EXERCISE PROMPT:
Copy each of the rows below word for word, line by line, with no changes.

************

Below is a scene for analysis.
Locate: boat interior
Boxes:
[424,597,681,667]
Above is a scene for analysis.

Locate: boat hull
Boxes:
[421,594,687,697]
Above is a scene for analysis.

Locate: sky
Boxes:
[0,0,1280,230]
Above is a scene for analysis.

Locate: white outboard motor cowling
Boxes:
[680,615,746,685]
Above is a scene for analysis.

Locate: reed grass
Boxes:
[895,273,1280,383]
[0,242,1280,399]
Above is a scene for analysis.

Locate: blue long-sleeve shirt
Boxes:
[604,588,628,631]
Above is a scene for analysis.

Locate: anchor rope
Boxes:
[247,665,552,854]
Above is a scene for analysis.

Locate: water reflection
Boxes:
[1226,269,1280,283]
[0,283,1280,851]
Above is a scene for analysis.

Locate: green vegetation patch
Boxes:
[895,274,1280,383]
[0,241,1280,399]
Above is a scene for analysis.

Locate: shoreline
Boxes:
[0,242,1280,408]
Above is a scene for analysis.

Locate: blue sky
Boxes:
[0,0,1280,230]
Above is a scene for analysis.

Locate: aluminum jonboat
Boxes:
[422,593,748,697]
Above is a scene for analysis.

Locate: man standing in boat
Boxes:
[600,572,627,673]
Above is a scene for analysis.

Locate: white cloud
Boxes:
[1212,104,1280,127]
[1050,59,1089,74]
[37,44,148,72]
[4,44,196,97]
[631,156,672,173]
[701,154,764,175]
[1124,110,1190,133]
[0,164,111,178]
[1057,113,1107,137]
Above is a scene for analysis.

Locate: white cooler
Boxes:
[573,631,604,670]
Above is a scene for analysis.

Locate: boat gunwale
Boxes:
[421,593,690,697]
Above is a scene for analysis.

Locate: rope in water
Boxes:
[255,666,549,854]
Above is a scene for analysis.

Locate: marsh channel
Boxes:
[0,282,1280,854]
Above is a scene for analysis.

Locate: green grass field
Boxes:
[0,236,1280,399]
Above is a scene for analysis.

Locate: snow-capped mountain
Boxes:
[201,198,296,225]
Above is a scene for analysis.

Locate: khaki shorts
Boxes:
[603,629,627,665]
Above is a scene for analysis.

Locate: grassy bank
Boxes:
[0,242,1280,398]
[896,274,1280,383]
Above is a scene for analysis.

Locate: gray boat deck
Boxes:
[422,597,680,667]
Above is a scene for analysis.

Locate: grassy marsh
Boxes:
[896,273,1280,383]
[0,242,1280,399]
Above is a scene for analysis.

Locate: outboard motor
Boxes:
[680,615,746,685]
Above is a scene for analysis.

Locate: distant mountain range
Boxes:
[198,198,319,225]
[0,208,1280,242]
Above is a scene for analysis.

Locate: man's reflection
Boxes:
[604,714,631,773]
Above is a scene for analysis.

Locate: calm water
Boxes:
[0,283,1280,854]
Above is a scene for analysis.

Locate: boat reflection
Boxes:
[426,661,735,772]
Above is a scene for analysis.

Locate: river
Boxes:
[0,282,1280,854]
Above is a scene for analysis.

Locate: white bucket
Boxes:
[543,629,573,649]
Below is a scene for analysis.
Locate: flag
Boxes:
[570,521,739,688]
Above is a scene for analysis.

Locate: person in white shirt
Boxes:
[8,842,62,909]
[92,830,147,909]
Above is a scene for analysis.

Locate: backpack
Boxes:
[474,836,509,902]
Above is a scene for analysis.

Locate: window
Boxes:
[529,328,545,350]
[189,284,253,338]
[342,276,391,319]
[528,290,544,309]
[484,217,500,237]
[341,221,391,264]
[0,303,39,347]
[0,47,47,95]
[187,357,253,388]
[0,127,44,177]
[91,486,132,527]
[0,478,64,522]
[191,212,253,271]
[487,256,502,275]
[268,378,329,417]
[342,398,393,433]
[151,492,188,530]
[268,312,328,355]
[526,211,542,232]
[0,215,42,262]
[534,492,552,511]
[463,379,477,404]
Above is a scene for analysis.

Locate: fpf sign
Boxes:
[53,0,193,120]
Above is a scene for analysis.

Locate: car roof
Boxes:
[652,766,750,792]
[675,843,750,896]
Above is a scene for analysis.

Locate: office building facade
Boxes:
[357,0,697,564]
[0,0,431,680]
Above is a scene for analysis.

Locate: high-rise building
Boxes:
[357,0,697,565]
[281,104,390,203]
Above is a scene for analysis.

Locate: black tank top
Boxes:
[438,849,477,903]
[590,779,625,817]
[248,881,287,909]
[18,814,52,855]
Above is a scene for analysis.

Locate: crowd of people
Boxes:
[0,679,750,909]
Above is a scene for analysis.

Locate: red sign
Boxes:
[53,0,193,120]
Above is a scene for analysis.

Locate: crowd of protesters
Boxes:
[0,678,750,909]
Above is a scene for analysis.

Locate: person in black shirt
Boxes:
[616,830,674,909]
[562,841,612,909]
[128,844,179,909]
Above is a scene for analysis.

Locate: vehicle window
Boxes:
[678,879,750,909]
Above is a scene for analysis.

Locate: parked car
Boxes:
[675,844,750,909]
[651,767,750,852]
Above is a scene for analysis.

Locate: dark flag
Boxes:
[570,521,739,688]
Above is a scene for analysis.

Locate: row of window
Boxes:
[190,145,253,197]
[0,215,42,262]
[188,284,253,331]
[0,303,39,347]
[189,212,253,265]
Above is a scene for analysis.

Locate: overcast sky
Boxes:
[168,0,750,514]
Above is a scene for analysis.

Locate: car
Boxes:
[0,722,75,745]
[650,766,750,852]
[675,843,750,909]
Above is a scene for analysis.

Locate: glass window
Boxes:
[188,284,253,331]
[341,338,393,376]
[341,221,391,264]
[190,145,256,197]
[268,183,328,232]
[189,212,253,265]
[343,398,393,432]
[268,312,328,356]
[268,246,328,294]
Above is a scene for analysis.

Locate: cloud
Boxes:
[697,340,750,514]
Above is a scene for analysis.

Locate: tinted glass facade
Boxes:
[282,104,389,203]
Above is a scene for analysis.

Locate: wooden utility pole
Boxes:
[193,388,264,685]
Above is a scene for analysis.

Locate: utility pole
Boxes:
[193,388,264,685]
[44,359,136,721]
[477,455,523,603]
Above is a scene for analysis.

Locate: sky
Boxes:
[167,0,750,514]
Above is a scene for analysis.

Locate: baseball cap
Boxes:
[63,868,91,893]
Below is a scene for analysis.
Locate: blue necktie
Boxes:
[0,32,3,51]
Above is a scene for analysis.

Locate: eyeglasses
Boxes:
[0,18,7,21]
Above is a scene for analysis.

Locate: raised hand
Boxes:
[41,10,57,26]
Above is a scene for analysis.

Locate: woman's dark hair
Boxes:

************

EXERCISE RESULT:
Below is a scene for analysis.
Locate: boat interior
Boxes:
[424,597,681,667]
Above is a scene for analysis.

Locate: boat hull
Boxes:
[421,594,687,697]
Above is a scene for analysis.

Locate: sky
Boxes:
[0,0,1280,230]
Above is a scene for analysis.

Locate: white outboard motor cowling
Boxes:
[680,615,746,685]
Above is a scene for analysis.

Locate: reed grass
Boxes:
[895,273,1280,383]
[0,242,1280,399]
Above is a scene for analysis.

Locate: blue long-sleeve shirt
Boxes:
[604,588,628,631]
Above is a scene for analysis.

Locate: anchor rope
Boxes:
[247,665,552,854]
Above is a scene for analysis.

Locate: water reflection
Boxes:
[1226,269,1280,283]
[0,283,1280,851]
Above is a scene for analysis.

Locate: green vegetation patch
Boxes:
[895,274,1280,383]
[0,241,1280,399]
Above is a scene for analysis.

Locate: shoreline
Boxes:
[0,242,1280,408]
Above is a scene for analysis.

Locate: blue sky
Boxes:
[0,0,1280,230]
Above is a scene for analysis.

Locate: aluminum jonboat
Boxes:
[422,593,748,697]
Above is a scene for analysis.

Locate: man standing in boat
Boxes:
[600,572,627,673]
Above is a scene for analysis.

Locate: white cloud
Boxes:
[1212,104,1280,127]
[1050,59,1089,74]
[37,44,148,72]
[4,44,196,97]
[631,156,672,173]
[701,154,764,175]
[1124,110,1190,133]
[0,164,111,178]
[1057,113,1107,137]
Above is a scene for analysis.

Locate: white cooler
Boxes:
[573,631,604,670]
Above is a scene for analysis.

Locate: boat gunwale
Boxes:
[421,593,690,697]
Above is a scene for analysis.

Locate: rope in water
Boxes:
[255,666,549,854]
Above is a scene for analysis.

Locate: marsh channel
Boxes:
[0,282,1280,854]
Above is a scene for analysis.

Locate: green grass field
Boxes:
[0,236,1280,399]
Above is a scene for analysis.

Locate: snow-capped mountain
Boxes:
[201,198,296,225]
Above is a scene for analysis.

Locate: khaki shorts
Boxes:
[603,629,627,665]
Above is a scene for analysis.

Locate: grassy bank
Boxes:
[0,242,1280,398]
[896,274,1280,383]
Above is a scene for analysis.

Locate: gray boat deck
Boxes:
[422,597,680,667]
Above is a scene for analysis.

Locate: grassy marsh
Boxes:
[896,273,1280,383]
[0,242,1280,399]
Above is a scene for analysis.

Locate: outboard motor
Boxes:
[680,615,746,685]
Above is a scene for analysis.

Locate: distant mountain range
Boxes:
[198,198,319,225]
[0,208,1280,242]
Above is a scene for analysis.

Locate: man's reflection
Boxes:
[604,714,631,773]
Above is a scene for analysis.

Locate: calm water
Boxes:
[0,283,1280,854]
Above is a scene for analysis.

Locate: boat reflection
Boxes:
[426,661,735,772]
Above is a scene for analysis.

Locate: river
Boxes:
[0,282,1280,854]
Above is a scene for analysis.

Locate: white bucket
Boxes:
[543,629,573,649]
Below is a scene for analysis.
Locate: flag
Boxes:
[570,521,739,688]
Above is a scene for analysis.

Locate: person in white shirt
Boxes:
[8,842,62,909]
[92,830,147,909]
Above is a scene for analysis.

Locate: backpack
Boxes:
[474,836,509,902]
Above is a scene for analysis.

Locate: window
Boxes:
[529,328,545,350]
[189,284,253,338]
[342,276,391,319]
[528,290,544,309]
[484,217,500,237]
[341,221,391,264]
[0,303,39,347]
[0,47,47,95]
[187,357,253,388]
[0,127,44,177]
[91,486,132,527]
[0,478,64,522]
[191,212,253,271]
[487,256,502,275]
[268,378,329,417]
[342,398,393,433]
[151,492,188,530]
[268,312,328,355]
[526,211,542,232]
[0,215,42,262]
[534,492,552,511]
[463,379,477,404]
Above is a scene for analysis.

Locate: fpf sign
Boxes:
[53,0,193,120]
Above is a scene for analysis.

Locate: car roof
Boxes:
[652,766,750,792]
[675,843,750,896]
Above is a scene for analysis.

Locate: office building facade
Boxes:
[357,0,697,564]
[0,0,431,680]
Above is a scene for analysis.

Locate: high-rise building
Boxes:
[357,0,697,565]
[281,104,390,203]
Above is a scene for analysis.

Locate: black tank top
Boxes:
[438,849,477,903]
[590,779,625,817]
[248,881,287,909]
[18,814,52,855]
Above is a scene for analysis.

Locate: crowd of people
Boxes:
[0,679,750,909]
Above is a scene for analysis.

Locate: red sign
Boxes:
[53,0,193,120]
Above is a scene for analysis.

Locate: crowd of protesters
Boxes:
[0,678,750,909]
Above is a scene for analysis.

Locate: person in black shirt
Boxes:
[616,830,674,909]
[562,841,612,909]
[128,844,179,909]
Above is a scene for analysis.

Locate: vehicle window
Boxes:
[678,879,750,909]
Above is a scene for analysis.

Locate: parked car
Boxes:
[675,844,750,909]
[651,767,750,852]
Above is a scene for analysis.

Locate: dark flag
Boxes:
[570,521,739,688]
Above is a scene for analysis.

Locate: row of window
Boxes:
[190,145,253,197]
[0,215,42,262]
[188,284,253,331]
[0,303,39,347]
[189,212,253,265]
Above is a scene for analysis.

Locate: overcast sky
Boxes:
[168,0,750,514]
Above is a scene for analysis.

Locate: car
Boxes:
[0,722,75,745]
[650,766,750,852]
[675,843,750,909]
Above is a scene for analysis.

Locate: glass window
Boxes:
[188,284,253,331]
[341,338,393,376]
[341,221,391,264]
[190,145,256,197]
[268,183,328,232]
[189,212,253,265]
[343,398,393,432]
[268,312,328,356]
[268,246,328,294]
Above is a scene for analysis.

Locate: cloud
Boxes:
[697,340,750,514]
Above is a scene for analysis.

Locate: tinted glass facade
Boxes:
[282,104,389,203]
Above is a scene for analysis.

Locate: wooden utility pole
Boxes:
[193,388,264,685]
Above is a scene for analysis.

Locate: utility pole
Boxes:
[193,388,264,685]
[44,359,136,721]
[477,455,523,603]
Above is a scene for analysis.

Locate: sky
Boxes:
[167,0,750,514]
Above is a scene for analysis.

Locate: baseball cap
Boxes:
[63,868,91,893]
Below is a scene for analysis.
Locate: blue necktie
Boxes:
[0,32,3,51]
Above is a scene for analysis.

Locate: eyeglasses
Boxes:
[0,18,7,21]
Above is a scene for analysis.

Locate: raised hand
Boxes:
[41,10,57,26]
Above is a scene for analysis.

Locate: woman's dark hair
Boxes:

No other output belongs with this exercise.